### À FAIRE
Citez mot pour mot, s'il vous plaît, le passage de l'extrait sur Estève en commençant par « En 1957, Estève » et en poursuivant jusqu'à « Pinton à Felletin. » inclus.

### EXTRAIT DU DOCUMENT
En 1957, Estève réalise des vitraux pour l’église de Berlincourt (Jura suisse). Il pratique la lithographie : la première en couleurs est publiée en 1951 à l’atelier Clot, d’autres sont réalisées en 1954 à l’atelier Desjobert, puis à partir de 1955 à l’atelier Fernand Mourlot. Un ensemble daté entre 1952 et 1969 est exposé à Privas en 1971. Enfin on lui doit des cartons de tapisseries (les premiers en 1963) tissées par la Maison Pinton à Felletin.

Dès 1961 a lieu la première rétrospective à la Kunsthalle de Bâle (catalogue A. Rüdlinger et J. E. Muller), accueillie ensuite à Düsseldorf, Kunsthalle (catalogue K. H. Hering et J.-L. Ferrier), Copenhague (catalogue L. Rostrop Boyesen) et à Oslo, Kunsternes Hus (catalogue A. J. Aas et R. Revold).

Depuis, Estève a régulièrement des expositions à Paris — il expose chez Claude Bernard depuis 1972 —, en province, en Suisse, au Danemark, au Luxembourg et récemment au Japon.

### DONNÉES FOURNIES
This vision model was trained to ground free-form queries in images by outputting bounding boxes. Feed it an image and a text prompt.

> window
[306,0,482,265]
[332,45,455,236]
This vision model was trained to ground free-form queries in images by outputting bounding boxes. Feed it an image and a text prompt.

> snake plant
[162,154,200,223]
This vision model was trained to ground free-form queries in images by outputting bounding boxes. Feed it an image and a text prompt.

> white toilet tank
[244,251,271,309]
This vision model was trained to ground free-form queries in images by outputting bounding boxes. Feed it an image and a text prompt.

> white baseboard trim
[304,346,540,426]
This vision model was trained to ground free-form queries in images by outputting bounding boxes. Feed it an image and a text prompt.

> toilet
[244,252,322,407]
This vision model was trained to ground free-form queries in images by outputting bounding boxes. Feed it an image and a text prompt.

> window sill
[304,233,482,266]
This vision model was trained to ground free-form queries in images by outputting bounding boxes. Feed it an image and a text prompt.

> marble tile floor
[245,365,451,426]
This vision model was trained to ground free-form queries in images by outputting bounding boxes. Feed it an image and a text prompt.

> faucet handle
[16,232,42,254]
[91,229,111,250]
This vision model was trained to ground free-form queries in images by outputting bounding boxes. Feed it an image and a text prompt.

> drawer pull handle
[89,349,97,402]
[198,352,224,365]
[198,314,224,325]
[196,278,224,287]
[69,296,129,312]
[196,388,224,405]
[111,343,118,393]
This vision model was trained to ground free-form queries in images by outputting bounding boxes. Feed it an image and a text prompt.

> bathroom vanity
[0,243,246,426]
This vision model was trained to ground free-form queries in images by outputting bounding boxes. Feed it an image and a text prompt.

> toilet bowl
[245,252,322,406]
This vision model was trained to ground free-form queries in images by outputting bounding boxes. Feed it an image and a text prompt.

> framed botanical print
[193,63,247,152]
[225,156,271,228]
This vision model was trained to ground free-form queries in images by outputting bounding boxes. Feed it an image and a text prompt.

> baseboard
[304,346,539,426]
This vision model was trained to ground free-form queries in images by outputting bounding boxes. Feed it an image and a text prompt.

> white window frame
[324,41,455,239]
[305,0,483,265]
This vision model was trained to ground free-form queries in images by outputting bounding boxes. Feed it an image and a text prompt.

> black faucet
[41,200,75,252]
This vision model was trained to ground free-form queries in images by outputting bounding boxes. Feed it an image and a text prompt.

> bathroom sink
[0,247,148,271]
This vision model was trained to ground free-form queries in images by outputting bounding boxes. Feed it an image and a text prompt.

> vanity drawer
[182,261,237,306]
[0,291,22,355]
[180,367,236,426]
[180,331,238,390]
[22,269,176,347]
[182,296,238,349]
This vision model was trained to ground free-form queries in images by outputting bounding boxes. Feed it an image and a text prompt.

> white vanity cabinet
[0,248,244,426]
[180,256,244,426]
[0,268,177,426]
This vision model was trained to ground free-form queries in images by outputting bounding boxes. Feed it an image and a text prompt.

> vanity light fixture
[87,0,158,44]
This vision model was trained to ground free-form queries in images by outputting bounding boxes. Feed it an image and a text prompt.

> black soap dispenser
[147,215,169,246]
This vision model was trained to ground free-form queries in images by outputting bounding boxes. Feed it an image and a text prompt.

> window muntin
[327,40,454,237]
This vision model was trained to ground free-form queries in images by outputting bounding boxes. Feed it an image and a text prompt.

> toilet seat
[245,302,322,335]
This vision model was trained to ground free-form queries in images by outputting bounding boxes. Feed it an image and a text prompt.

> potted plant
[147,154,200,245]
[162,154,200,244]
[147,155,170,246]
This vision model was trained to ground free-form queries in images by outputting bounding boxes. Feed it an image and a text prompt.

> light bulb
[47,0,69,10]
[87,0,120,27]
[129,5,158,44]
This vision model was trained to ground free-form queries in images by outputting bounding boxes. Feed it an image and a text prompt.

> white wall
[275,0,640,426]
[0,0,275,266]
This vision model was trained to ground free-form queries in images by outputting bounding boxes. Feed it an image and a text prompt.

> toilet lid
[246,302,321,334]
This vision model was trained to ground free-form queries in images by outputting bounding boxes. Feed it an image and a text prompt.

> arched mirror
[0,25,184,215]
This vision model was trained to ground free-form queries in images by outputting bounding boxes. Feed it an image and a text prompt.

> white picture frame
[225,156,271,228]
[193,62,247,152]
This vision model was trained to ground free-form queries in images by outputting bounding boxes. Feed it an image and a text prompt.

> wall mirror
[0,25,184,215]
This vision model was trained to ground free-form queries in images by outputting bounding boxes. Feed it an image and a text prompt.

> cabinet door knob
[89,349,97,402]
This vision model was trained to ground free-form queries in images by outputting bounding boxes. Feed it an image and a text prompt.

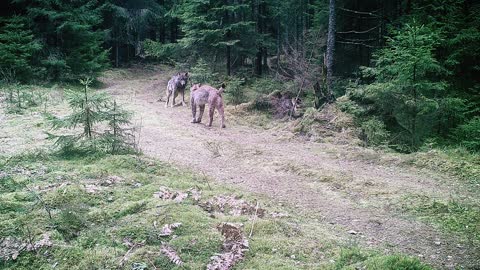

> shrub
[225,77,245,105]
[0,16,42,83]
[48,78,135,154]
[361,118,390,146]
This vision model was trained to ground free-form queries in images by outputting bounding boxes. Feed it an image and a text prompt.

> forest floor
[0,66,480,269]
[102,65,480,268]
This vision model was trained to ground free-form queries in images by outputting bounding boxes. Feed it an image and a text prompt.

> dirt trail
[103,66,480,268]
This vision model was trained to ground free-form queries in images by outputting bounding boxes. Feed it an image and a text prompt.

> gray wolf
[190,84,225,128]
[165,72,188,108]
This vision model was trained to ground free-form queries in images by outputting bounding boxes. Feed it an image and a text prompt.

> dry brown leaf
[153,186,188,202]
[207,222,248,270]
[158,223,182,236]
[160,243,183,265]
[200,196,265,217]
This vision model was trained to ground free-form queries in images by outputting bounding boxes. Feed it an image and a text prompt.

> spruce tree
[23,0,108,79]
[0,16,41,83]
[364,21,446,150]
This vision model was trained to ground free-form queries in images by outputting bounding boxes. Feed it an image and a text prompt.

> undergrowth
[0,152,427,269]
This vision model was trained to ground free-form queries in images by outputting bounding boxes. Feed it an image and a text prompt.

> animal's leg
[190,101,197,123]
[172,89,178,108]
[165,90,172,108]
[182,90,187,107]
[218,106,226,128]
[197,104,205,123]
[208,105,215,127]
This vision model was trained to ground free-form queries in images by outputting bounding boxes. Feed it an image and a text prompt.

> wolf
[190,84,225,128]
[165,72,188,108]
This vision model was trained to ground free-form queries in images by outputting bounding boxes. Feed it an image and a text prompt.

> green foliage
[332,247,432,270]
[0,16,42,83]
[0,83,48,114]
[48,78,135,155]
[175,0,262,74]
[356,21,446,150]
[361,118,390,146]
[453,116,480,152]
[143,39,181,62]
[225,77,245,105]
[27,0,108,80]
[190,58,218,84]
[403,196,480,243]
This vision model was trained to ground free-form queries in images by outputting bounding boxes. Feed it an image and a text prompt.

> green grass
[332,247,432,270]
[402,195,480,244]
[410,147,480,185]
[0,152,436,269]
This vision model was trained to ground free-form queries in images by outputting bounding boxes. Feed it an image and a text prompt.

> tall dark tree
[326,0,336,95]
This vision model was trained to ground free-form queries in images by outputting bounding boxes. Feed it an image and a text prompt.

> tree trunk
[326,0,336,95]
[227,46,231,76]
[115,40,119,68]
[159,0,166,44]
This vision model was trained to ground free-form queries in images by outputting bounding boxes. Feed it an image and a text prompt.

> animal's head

### RÉPONSE
En 1957, Estève réalise des vitraux pour l’église de Berlincourt (Jura suisse). Il pratique la lithographie : la première en couleurs est publiée en 1951 à l’atelier Clot, d’autres sont réalisées en 1954 à l’atelier Desjobert, puis à partir de 1955 à l’atelier Fernand Mourlot. Un ensemble daté entre 1952 et 1969 est exposé à Privas en 1971. Enfin on lui doit des cartons de tapisseries (les premiers en 1963) tissées par la Maison Pinton à Felletin.